### Problem requirements
Rescale the rows in the part that opens with the line containing "Label: white pitch line" and closes with the line containing "[38,144,64,183]", giving every line of that part again, requests included. Multiply each box coordinate in the answers by 1.85 and round to whole numbers with halves rounded up, and leave out all other rows.

### Data for the task
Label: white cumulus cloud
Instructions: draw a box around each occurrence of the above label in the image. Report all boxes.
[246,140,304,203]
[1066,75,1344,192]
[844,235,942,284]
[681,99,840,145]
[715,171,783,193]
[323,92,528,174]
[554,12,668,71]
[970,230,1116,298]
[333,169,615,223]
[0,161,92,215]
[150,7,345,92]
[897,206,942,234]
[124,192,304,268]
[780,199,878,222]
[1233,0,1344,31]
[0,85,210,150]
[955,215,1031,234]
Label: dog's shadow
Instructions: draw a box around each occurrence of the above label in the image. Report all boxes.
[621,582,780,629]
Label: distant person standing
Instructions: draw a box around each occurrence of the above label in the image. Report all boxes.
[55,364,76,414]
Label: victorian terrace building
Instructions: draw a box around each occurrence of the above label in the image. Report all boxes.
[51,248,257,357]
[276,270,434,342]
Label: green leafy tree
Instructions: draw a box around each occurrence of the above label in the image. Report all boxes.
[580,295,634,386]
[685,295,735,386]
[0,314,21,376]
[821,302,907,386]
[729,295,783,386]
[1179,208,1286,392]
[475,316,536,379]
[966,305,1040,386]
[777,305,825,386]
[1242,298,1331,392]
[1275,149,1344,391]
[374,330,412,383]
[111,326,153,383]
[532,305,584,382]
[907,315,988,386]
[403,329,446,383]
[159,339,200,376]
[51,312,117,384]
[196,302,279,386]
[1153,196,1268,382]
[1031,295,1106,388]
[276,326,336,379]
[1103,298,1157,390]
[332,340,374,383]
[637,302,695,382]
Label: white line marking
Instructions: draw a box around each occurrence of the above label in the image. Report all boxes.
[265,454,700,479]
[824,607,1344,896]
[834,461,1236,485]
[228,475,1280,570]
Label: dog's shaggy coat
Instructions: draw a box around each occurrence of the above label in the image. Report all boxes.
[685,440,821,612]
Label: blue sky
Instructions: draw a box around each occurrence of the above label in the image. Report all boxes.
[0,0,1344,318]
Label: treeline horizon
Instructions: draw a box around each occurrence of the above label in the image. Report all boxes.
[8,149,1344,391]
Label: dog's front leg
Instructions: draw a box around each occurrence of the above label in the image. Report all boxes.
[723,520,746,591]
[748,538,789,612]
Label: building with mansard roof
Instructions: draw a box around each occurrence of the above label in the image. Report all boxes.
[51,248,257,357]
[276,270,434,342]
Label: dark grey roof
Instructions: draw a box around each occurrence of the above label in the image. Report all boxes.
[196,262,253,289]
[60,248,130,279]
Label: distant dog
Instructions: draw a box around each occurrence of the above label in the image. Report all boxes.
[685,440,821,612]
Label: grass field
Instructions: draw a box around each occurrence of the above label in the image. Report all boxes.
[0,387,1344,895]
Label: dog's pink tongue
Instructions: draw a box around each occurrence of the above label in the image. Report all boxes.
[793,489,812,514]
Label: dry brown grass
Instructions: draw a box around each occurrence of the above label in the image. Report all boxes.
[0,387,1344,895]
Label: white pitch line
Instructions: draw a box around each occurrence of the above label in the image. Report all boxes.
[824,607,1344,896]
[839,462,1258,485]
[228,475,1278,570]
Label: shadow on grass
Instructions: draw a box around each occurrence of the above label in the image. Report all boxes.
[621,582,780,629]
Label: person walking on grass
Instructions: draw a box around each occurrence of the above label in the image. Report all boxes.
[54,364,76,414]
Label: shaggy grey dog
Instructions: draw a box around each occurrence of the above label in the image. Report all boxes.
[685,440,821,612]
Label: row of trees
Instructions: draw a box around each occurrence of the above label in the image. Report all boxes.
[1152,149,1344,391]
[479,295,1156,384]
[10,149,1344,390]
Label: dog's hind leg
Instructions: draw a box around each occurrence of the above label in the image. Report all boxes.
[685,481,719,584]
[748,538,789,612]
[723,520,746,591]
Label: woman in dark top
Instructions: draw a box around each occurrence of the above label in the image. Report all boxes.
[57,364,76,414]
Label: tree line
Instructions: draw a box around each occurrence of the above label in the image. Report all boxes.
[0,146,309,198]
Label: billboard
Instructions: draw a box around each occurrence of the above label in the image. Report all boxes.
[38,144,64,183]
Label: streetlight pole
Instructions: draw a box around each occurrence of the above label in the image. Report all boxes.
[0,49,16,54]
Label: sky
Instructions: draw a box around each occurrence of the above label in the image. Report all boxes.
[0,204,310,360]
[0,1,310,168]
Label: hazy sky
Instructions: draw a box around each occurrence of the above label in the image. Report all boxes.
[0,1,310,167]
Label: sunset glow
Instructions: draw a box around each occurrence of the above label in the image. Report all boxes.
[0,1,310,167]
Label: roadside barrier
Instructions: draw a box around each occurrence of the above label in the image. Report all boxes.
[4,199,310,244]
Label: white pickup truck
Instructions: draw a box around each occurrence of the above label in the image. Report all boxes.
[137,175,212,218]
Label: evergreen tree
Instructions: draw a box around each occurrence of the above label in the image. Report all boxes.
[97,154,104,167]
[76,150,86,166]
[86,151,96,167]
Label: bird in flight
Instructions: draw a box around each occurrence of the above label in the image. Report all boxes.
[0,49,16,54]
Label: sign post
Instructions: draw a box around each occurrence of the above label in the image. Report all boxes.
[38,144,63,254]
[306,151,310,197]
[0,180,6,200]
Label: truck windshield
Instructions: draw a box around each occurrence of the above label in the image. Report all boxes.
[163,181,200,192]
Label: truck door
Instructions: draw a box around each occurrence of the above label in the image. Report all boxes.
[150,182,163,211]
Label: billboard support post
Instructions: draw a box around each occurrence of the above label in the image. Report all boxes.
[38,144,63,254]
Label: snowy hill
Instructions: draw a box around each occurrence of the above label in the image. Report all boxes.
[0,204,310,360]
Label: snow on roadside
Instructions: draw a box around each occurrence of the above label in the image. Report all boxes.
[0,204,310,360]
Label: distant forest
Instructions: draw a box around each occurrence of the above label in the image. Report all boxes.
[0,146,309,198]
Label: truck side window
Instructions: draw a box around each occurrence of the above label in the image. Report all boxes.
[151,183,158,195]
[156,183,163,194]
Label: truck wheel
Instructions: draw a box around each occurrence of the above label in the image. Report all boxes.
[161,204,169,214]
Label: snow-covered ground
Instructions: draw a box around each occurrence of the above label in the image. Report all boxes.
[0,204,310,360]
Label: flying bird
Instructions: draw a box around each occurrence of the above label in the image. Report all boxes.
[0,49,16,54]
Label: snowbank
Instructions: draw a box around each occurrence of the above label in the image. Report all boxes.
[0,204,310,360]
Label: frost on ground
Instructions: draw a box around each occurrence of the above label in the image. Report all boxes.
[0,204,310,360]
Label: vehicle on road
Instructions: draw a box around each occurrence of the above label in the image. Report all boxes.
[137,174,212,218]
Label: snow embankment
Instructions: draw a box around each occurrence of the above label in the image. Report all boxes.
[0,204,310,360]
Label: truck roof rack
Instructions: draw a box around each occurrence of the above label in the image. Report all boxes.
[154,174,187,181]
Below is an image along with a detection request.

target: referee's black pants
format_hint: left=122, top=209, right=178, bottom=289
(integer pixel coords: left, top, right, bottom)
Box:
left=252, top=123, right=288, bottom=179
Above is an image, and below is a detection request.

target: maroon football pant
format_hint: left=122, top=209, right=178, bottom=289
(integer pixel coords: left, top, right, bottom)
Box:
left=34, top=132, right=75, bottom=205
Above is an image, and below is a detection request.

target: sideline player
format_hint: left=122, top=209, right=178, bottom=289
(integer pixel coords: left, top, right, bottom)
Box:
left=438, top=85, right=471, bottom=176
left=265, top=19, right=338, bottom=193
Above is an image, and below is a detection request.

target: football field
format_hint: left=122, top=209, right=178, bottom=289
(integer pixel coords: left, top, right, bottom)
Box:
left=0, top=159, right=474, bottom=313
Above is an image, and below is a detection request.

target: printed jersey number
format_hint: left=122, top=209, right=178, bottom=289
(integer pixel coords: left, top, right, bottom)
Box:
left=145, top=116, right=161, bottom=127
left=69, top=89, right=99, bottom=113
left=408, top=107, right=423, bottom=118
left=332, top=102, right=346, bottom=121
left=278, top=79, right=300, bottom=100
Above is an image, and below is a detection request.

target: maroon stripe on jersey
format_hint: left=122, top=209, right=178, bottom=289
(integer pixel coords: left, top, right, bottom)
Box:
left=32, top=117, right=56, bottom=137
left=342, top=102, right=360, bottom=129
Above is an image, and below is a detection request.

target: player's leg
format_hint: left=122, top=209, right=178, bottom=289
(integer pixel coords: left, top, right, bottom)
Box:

### Task result
Label: white pitch line
Instructions: draw a box around each occurrence of the above label in the image. Report all boxes.
[1524,1123,2486,1658]
[1552,855,2327,897]
[422,879,2364,1055]
Label: shadow on grass
Instructions: draw a box around each occurrence of the above label in the image. Report all boxes.
[1149,1077,1443,1164]
Label: person walking on grass
Instructions: draw a box around each occurrence of the above label in the image. Report all boxes.
[100,673,141,766]
Label: shaggy grey dog
Instructions: draw a box around each occurrence of the above label in the image. Report all boxes.
[1267,814,1519,1132]
Label: row of trees
Instructions: draw a box around each occurrence of the above label in the image. Report all boxes.
[2131,276,2486,723]
[886,546,2139,710]
[19,276,2486,722]
Label: dog's hind leg
Instructions: draw a box around each occurrence of the above label in the image. Report all boxes.
[1267,890,1330,1080]
[1384,995,1460,1132]
[1338,962,1380,1093]
Label: woman in dark top
Instructions: draw a box around each occurrence of the above label in the image. Report all boxes.
[105,673,141,766]
Label: tree line
Instructions: draw a box around each occurrence of the above label in the image. Report all boxes.
[0,270,572,366]
Label: billboard
Instructions: draw a box around each occurrence of the above label in the image. Report all boxes.
[70,266,118,339]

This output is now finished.